(To do):
Write the line that includes "like point(291, 417)." and all subsequent lines, exactly as written, and nothing more.

(Dataset records):

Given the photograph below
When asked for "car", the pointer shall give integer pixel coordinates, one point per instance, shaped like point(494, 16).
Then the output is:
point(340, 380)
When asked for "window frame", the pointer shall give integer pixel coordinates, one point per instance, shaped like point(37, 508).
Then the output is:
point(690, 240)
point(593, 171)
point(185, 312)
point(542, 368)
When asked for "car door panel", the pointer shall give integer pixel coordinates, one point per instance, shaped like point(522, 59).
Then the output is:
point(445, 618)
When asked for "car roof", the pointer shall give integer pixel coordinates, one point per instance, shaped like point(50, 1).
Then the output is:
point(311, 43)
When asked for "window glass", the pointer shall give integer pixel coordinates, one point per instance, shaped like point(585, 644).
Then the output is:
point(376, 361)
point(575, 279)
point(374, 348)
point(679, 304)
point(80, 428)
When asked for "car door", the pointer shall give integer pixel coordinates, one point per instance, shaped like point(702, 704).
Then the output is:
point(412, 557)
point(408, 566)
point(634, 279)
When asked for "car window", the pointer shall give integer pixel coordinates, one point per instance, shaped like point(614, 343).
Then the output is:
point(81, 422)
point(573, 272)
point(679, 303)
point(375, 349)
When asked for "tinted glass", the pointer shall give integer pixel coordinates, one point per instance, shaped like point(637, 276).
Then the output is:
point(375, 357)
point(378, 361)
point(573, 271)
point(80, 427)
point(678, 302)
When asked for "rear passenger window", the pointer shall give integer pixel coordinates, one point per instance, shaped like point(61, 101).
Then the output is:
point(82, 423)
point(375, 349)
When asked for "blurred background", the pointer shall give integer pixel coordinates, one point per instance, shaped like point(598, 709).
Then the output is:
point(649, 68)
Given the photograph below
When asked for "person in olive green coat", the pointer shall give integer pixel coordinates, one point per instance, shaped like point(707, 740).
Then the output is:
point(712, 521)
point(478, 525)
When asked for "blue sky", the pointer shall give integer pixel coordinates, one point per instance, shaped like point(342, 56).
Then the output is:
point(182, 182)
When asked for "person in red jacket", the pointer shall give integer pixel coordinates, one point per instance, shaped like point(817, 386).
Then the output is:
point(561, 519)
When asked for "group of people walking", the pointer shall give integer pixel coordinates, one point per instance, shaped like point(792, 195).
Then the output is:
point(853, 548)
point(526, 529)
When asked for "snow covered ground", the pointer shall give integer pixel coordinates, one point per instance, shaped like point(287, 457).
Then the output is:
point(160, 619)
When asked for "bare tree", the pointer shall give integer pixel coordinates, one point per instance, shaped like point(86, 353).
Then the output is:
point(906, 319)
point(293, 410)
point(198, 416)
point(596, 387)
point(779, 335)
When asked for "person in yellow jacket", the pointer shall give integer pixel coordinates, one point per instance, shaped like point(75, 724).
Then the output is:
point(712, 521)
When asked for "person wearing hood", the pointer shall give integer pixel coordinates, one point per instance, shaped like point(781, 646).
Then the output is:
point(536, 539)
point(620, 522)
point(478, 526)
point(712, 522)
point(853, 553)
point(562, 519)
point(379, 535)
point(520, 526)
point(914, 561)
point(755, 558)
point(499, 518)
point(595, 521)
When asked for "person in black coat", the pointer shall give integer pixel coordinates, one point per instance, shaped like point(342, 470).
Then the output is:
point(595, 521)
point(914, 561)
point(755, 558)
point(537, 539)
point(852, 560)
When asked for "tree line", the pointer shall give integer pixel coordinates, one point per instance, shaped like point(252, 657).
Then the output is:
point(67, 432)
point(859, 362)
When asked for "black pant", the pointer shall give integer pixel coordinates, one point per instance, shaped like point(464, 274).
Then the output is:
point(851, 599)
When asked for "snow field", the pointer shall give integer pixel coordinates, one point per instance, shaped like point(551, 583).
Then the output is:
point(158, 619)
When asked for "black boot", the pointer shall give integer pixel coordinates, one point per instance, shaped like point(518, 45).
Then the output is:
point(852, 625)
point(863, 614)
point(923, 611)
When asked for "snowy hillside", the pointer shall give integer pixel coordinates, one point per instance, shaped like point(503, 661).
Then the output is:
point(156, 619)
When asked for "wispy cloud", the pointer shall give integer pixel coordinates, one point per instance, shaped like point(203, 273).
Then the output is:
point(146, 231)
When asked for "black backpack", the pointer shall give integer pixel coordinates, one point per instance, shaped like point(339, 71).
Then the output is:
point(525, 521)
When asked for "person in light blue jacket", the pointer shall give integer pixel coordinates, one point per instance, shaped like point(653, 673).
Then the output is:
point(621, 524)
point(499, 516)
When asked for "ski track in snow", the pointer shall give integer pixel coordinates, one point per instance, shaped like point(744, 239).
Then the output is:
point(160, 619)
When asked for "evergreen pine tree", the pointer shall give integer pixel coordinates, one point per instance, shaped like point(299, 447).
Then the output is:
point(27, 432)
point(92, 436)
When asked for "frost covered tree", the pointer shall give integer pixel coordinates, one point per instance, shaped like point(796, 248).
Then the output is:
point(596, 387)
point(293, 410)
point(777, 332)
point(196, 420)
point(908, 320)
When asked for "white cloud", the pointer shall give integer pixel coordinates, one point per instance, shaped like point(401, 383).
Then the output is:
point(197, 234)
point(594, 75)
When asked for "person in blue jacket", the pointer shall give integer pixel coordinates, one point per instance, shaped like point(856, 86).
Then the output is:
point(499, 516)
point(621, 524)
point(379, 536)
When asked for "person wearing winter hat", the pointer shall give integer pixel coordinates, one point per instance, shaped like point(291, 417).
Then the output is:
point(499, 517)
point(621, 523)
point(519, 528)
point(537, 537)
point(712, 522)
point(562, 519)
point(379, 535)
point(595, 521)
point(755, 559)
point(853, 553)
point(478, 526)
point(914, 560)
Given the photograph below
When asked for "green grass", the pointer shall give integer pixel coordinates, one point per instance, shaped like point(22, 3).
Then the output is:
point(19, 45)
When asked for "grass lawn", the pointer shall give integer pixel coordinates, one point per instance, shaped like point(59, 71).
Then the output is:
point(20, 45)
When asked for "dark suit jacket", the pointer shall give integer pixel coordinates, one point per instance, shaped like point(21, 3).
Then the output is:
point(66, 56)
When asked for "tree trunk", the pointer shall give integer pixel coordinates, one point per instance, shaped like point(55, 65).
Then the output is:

(Solution to this task):
When asked for "person wearing winter hat", the pointer shall give integer pixel coordinates, one point per instance, shaped like point(291, 417).
Then the output is:
point(499, 517)
point(621, 523)
point(519, 528)
point(537, 537)
point(712, 522)
point(562, 519)
point(379, 535)
point(595, 521)
point(755, 559)
point(853, 553)
point(478, 526)
point(914, 560)
Given the photograph below
When asked for "green grass", the pointer shall give integer pixel coordinates, one point per instance, shaped like point(22, 3).
Then the output is:
point(19, 45)
When asked for "grass lawn", the pointer shall give integer pixel coordinates, one point per instance, shaped like point(59, 71).
Then the output is:
point(20, 45)
When asked for "dark suit jacket", the pointer shall give integer pixel coordinates, one point per instance, shaped like point(21, 3).
Then the output is:
point(66, 56)
When asked for "tree trunk", the pointer shall give integer pixel coordinates, one point per instance, shaped like point(55, 65).
Then the output is:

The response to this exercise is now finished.